Stored data
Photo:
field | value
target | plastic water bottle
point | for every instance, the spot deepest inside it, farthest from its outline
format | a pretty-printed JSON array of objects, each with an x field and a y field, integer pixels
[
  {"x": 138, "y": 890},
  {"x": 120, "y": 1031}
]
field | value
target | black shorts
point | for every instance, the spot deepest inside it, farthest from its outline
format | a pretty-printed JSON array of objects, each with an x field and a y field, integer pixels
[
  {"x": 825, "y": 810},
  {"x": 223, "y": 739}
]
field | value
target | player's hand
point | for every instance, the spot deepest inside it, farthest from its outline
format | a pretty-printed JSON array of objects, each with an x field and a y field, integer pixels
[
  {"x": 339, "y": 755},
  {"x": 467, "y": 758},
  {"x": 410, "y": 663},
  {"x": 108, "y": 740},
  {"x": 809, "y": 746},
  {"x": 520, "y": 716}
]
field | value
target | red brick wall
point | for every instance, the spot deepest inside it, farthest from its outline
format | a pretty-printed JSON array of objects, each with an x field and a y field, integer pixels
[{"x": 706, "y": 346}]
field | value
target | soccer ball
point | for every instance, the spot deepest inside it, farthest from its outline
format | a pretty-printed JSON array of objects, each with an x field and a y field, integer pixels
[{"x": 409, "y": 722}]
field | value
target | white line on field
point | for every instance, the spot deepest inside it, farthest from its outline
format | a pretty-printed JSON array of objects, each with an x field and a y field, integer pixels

## THE TASK
Return each line from the data where the string "target" can be found.

## ANSWER
target | plastic water bottle
target | black shorts
target | player's hand
target | red brick wall
target | soccer ball
target | white line on field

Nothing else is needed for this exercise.